**WRITTEN EXERCISE**. Copy the items starting at the line containing "sleeve. Return only the coordinates." and ending at the last item, substituting "red shorts" for "red football shorts" and leaving everything else unchanged.

(Dataset excerpts on pointing at objects)
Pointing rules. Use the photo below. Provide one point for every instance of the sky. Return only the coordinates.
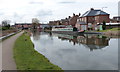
(22, 11)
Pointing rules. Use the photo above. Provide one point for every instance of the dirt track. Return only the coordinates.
(8, 62)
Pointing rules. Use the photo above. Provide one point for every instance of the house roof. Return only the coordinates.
(94, 13)
(81, 22)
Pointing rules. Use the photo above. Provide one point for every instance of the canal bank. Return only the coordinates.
(74, 33)
(27, 58)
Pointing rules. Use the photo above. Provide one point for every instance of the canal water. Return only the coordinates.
(83, 52)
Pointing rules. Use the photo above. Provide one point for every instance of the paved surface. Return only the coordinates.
(6, 50)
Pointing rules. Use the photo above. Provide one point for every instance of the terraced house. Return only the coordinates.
(91, 19)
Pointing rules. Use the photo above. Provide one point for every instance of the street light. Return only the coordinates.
(103, 7)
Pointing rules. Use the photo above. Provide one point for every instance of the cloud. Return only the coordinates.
(44, 13)
(1, 13)
(32, 2)
(67, 2)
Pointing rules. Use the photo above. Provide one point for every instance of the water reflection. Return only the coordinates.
(88, 40)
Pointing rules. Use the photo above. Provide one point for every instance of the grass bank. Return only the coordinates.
(27, 58)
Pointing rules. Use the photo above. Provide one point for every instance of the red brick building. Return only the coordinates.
(94, 17)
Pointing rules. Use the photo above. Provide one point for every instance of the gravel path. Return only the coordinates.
(6, 50)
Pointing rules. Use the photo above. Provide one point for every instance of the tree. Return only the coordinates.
(35, 23)
(6, 22)
(104, 25)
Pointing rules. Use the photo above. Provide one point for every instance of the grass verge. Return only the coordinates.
(113, 29)
(27, 58)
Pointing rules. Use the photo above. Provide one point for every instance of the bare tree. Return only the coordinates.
(6, 22)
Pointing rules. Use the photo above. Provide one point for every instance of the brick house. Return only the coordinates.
(93, 18)
(23, 25)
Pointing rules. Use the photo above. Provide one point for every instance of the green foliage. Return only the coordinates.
(113, 29)
(27, 58)
(104, 25)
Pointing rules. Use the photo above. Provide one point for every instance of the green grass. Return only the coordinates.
(27, 58)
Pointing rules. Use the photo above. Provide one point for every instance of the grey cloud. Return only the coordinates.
(44, 13)
(32, 2)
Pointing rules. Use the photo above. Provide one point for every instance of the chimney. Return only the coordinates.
(92, 8)
(73, 14)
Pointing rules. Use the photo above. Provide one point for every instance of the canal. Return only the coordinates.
(83, 52)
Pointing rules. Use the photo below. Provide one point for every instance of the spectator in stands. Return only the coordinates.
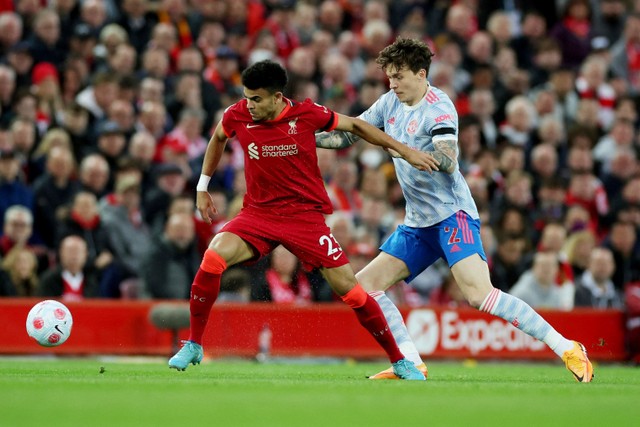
(45, 40)
(235, 286)
(97, 97)
(170, 183)
(170, 265)
(95, 175)
(549, 205)
(12, 189)
(152, 118)
(625, 54)
(72, 279)
(534, 28)
(620, 138)
(53, 192)
(111, 143)
(595, 288)
(94, 13)
(19, 273)
(537, 286)
(448, 294)
(83, 220)
(520, 120)
(342, 189)
(129, 236)
(574, 32)
(577, 250)
(483, 106)
(623, 241)
(509, 262)
(20, 59)
(11, 31)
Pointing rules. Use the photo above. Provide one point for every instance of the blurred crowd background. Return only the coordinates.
(106, 107)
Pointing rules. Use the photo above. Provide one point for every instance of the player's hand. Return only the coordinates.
(422, 161)
(393, 153)
(204, 203)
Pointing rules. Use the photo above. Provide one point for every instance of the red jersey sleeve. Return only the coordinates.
(229, 117)
(325, 119)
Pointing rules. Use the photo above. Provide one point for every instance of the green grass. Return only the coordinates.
(73, 392)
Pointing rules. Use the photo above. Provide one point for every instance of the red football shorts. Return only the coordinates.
(306, 235)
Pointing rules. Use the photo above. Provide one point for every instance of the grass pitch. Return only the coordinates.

**RESULT OF THE EXERCISE**.
Pointing rules. Use the photo above. Provide one point for every instance of the red jersey sleeve. Return only the coordinates.
(229, 117)
(325, 119)
Pointing rules. Use the photo above. Provide one point for every instance of the green grass. Return only the coordinates.
(73, 392)
Pointing rules. Use the photo above. Provide one point for every instance of the red shorts. Return only the coordinates.
(306, 235)
Pointing rules. Use the photo above. Provide one point for every instance of the grass pitch. Return only the coordinates.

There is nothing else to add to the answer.